- **What you will do**
Copy the passage of the Usenet thread starting at "It seems that" and ending at "the first track of the active partition.", swapping "active partition" for "boot partition" throughout.

:: Supplied passage ::

[comp.unix.microport] Microport Support for RLL

mikeh@killer.UUCP (Michael Hammond) (06/02/88)

   After hearing about the new RLL driver on the uport bbs I downloaded
it, built a new kernel, and ran the build on the system. Everything worked
just great! When I went to boot up the hard disk for the first time to install
the rest on the runtime system it died! I got

...............


but not


...............
boot:


which I expected. At this point I looked at the bootstrap for a non-rll
vs a rll and find that while the non-rll bootstrap looks like code the
rll bootstrap looks like a table has ovrewritten it. Calls to tech support
and notes on the bulletin board have left me with no answers, just frustration.
Is there anyone out there that has gotten the new driver to work with
>17 sectors? If so did you have any trouble? Any Compaq 386/20 's out there
that have had better luck? E-mail me please. If a work around is found  
I'll post it.

                                               Thanx in advance
                                                   Mike Hammond

brian@cbw1.UUCP (Brian Cuthie) (06/03/88)

In article <4274@killer.UUCP> mikeh@killer.UUCP (Michael Hammond) writes:
>
>   After hearing about the new RLL driver on the uport bbs I downloaded
>it, built a new kernel, and ran the build on the system. Everything worked
>just great! When I went to boot up the hard disk for the first time to install
>the rest on the runtime system it died! I got
>
>...............
>
>
>but not
>
>
>...............
>boot:

AH !!  The problem, that you are facing, is that the RLL drive has more than
17 sectors per track and the ROM BIOS doesn't know that.

It seems that the First stage bootstrap depends on the ROM BIOS routines to
read the partion table and then to read the Second stage bootstrap from the
first track of the active partition.   The problem is that the ROM code
thinks the drive has 17 sectors per track and thus munges the computation
to the first track of the active partition.

To fix the ROM, to include the correct number of sectors, you must have access
to a ROM programmer and some appropriate ROMs.  It is important to subtract,
from another drive entry, the number of sectors added to the new entry.  In
otherwords, if you change an entry from 11 (hex) sectors per track to 22
(hex), be sure to subtract the 11 (hex) additional tracks from some other
entry that you do not plan to use.  Otherwise, the checksum gets munged and
nothing works.  I'm sure there is a better way to do this but, not knowing
where the checksum code was, I decided this was the quickest fix for my
problem.

:::
:: Material supplied ::

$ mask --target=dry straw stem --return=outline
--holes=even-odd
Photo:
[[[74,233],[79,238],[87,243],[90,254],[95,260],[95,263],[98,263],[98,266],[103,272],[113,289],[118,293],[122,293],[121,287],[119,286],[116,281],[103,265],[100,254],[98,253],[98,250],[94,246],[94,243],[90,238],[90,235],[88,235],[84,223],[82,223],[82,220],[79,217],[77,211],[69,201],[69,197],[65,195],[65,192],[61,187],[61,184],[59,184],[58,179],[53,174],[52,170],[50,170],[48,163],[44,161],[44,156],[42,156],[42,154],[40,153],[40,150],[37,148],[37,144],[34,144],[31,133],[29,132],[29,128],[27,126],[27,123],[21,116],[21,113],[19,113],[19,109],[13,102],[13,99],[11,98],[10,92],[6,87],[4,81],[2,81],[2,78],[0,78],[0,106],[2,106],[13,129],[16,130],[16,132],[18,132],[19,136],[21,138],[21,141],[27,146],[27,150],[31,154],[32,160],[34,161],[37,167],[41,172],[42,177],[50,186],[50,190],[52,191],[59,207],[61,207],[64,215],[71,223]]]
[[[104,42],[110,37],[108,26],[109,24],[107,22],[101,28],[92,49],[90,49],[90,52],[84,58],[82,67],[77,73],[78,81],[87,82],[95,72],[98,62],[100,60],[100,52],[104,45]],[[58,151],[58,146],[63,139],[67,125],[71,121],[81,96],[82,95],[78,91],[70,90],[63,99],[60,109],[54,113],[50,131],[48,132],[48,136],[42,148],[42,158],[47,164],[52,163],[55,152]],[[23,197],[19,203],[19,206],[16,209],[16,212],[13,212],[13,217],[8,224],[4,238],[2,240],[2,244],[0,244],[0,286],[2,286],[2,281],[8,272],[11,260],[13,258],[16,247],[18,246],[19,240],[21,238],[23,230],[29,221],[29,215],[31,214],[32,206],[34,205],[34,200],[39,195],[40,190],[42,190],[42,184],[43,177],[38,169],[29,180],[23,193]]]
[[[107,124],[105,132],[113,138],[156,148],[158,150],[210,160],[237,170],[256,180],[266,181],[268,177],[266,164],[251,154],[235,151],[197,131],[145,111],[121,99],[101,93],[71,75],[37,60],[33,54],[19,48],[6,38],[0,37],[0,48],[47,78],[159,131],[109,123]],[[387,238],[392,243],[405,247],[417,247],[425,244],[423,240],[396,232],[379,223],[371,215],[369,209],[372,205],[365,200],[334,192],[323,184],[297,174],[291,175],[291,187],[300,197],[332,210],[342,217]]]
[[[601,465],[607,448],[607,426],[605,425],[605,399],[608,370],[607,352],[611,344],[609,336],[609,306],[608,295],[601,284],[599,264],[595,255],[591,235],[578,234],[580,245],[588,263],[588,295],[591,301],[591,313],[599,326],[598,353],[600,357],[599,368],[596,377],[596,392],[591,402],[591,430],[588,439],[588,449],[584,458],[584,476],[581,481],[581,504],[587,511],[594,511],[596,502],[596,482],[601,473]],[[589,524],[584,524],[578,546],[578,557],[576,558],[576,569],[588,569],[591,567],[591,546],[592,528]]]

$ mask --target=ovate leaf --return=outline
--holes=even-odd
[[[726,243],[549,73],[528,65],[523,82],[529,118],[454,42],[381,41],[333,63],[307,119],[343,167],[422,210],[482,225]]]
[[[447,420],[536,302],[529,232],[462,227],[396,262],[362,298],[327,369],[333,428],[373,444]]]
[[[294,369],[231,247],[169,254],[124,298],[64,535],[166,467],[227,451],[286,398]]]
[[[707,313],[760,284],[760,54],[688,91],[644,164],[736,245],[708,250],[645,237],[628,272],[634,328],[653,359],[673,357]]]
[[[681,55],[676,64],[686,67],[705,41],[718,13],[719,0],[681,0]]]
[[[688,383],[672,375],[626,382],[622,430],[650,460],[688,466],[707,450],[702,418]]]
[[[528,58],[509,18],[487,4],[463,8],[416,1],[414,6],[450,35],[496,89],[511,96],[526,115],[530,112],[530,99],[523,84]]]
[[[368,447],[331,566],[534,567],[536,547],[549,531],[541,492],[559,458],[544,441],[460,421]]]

:::

- **Exercise response**
It seems that the First stage bootstrap depends on the ROM BIOS routines to
read the partion table and then to read the Second stage bootstrap from the
first track of the boot partition.   The problem is that the ROM code
thinks the drive has 17 sectors per track and thus munges the computation
to the first track of the boot partition.